INSTITUTO BRASILEIRO DE CIÊNCIAS CRIMINAIS

     OK
alterar meus dados         
ASSOCIE-SE


Boletim - 322 - Setembro/2019





 

Coordenador chefe:

Luigi Barbieri Ferrarini

Coordenadores adjuntos:

Ana Maria Lumi Kamimura Murata, Bernardo Pinhón Bechtlufft, Daiane Ayumi Kassada, Danilo Dias

Conselho Editorial

A aplicação do in dubio pro societate nos feitos cíveis e criminais e o (des)prestígio à presunção de inocência

Autores: Paulo Thiago Fernandes Dias e Sara Alacoque Guerra Zaghlout

O estudo do Direito Processual Penal, apartado das suas questões principiológicas, históricas, políticas, filosóficas e antropológicas que lhes são inerentes, tende à aplicação de um modelo de processo penal incompatível com o desenho traçado pela Constituição da República, fundado no respeito à presunção de inocência, à dignidade da pessoa humana e demais direitos fundamentais. Se compreendido à luz da Constituição, fala-se de um processo penal não autoritário, que não trate a prisão da pessoa processada como regra, nem a aplicação de pena como fim principal desse ramo do Direito.

Nesse diapasão, imperioso se demonstra o estudo (crítico) da aplicação (expansiva) do in dubio pro societate ou in dubio contra reum por parcela da doutrina e pelos Tribunais Superiores, em que pese a indiscutível incompatibilidade dessa regra com o Direito Processual Penal consagrado pela Constituição da República, também em feitos de natureza cível, destacadamente os que discutem a responsabilização pela prática de atos de improbidade administrativa.

Ao se propor uma releitura do processo penal nos termos dos princípios consagrados pela Carta Maior, busca-se conter uma espécie de metástase do in dubio pro societate. Explica-se. A aplicação ou não dessa regra sempre se fez presente nas discussões afetas à primeira etapa do procedimento do Tribunal do Júri, notadamente no que tange ao proferimento da decisão de pronúncia.(1) Com o passar dos anos, verificou-se a utilização dessa regra também em sede de recebimento de denúncias, nos mais variados procedimentos processuais penais, ainda que em flagrante violação ao dever de fundamentação das decisões judiciais.(2)

Levando em conta a atuação do Superior Tribunal de Justiça, órgão jurisdicional criado pela própria Constituição da República, verifica-se que o in dubio pro societate vem sendo utilizado como regra legítima para fins interpretativos, tantos em feitos criminais, quanto cíveis, malgrado sua insuperável inconstitucionalidade.

########################################

◆ Exercício A: Indique se cada afirmação abaixo está de acordo com o trecho sobre o in dubio pro societate, respondendo sim ou não e citando literalmente as palavras do trecho que decidem a resposta. (i) O Superior Tribunal de Justiça foi criado pela Constituição da República. (ii) O in dubio pro societate é aplicado somente em feitos criminais. (iii) Um processo penal compreendido à luz da Constituição trata a prisão da pessoa processada como regra.
◆ Exercício B: Transcreva, sem nenhuma alteração, tudo o que vai de "Conselho Editorial" até "ramo do Direito." no trecho sobre o in dubio pro societate.
◆ Exercício C: Dê a continuação do trecho sobre o in dubio pro societate, começando logo após a última frase apresentada.

◆ Dados apresentados:
########################################

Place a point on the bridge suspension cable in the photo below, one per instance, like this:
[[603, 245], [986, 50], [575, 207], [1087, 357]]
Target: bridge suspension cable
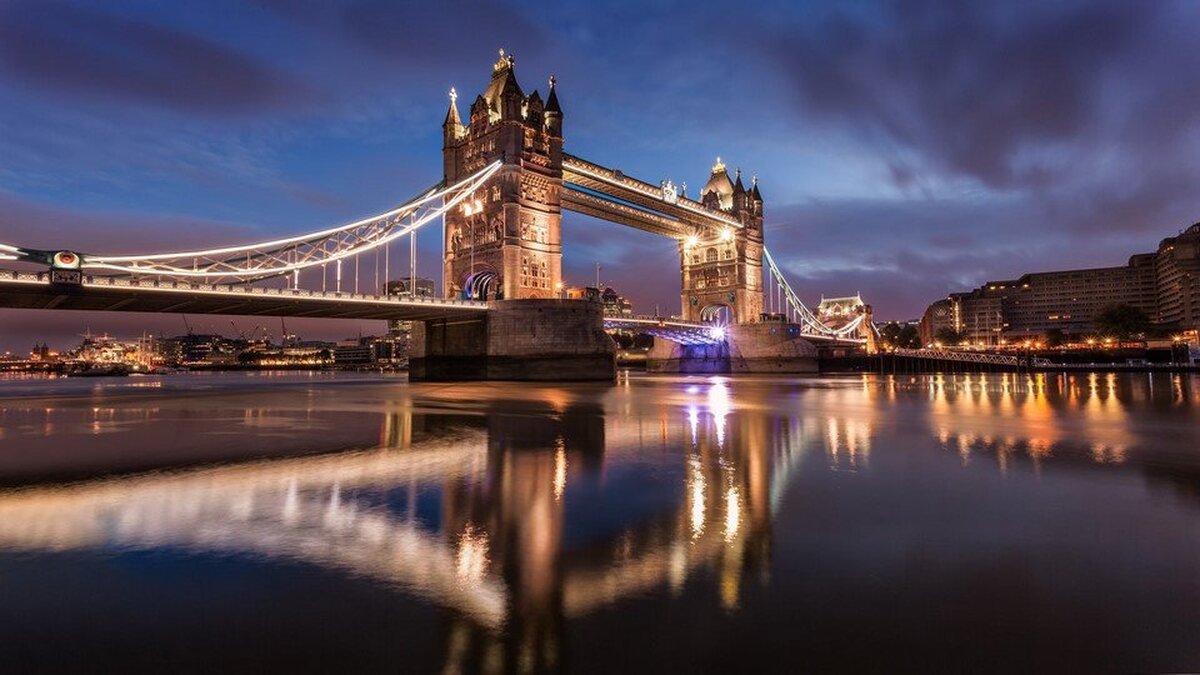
[[291, 255], [799, 312]]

########################################

◆ Resposta do exercício A:
(i) Sim: "órgão jurisdicional criado pela própria Constituição da República".
(ii) Não: "também em feitos de natureza cível, destacadamente os que discutem a responsabilização pela prática de atos de improbidade administrativa".
(iii) Não: "que não trate a prisão da pessoa processada como regra".

◆ Resposta do exercício B:
Conselho Editorial

A aplicação do in dubio pro societate nos feitos cíveis e criminais e o (des)prestígio à presunção de inocência

Autores: Paulo Thiago Fernandes Dias e Sara Alacoque Guerra Zaghlout

O estudo do Direito Processual Penal, apartado das suas questões principiológicas, históricas, políticas, filosóficas e antropológicas que lhes são inerentes, tende à aplicação de um modelo de processo penal incompatível com o desenho traçado pela Constituição da República, fundado no respeito à presunção de inocência, à dignidade da pessoa humana e demais direitos fundamentais. Se compreendido à luz da Constituição, fala-se de um processo penal não autoritário, que não trate a prisão da pessoa processada como regra, nem a aplicação de pena como fim principal desse ramo do Direito.

◆ Resposta do exercício C:
O dito acima restou comprovado através da análise da quantidade de acórdãos proferidos pelo STJ com base no in dubio pro societate. Dentre 29 feitos criminais, em 23 o Superior Tribunal de Justiça determinou a incidência do in dubio pro societate.(3) Ocorre que o in dubio pro societate também ganhou aplicação no âmbito de feitos cíveis. Até o fechamento deste texto, somente em 2019, o Superior Tribunal de Justiça reconheceu a incidência do in dubio pro societate em 13 processos instaurados no julgamento de casos cíveis, especialmente as ações de improbidade administrativa.(4)

Esses dados demonstram considerável resistência à constitucionalização do processo penal brasileiro, notadamente a partir do desprestígio conferido ao princípio da presunção de inocência, enquanto inequívoco pilar de sustentação da democraticidade(5) do arquétipo de processo penal consagrado pela Constituição Federal. Acertadamente, Gloeckner e Lopes Junior definem a presunção de inocência “como conector político”.(6)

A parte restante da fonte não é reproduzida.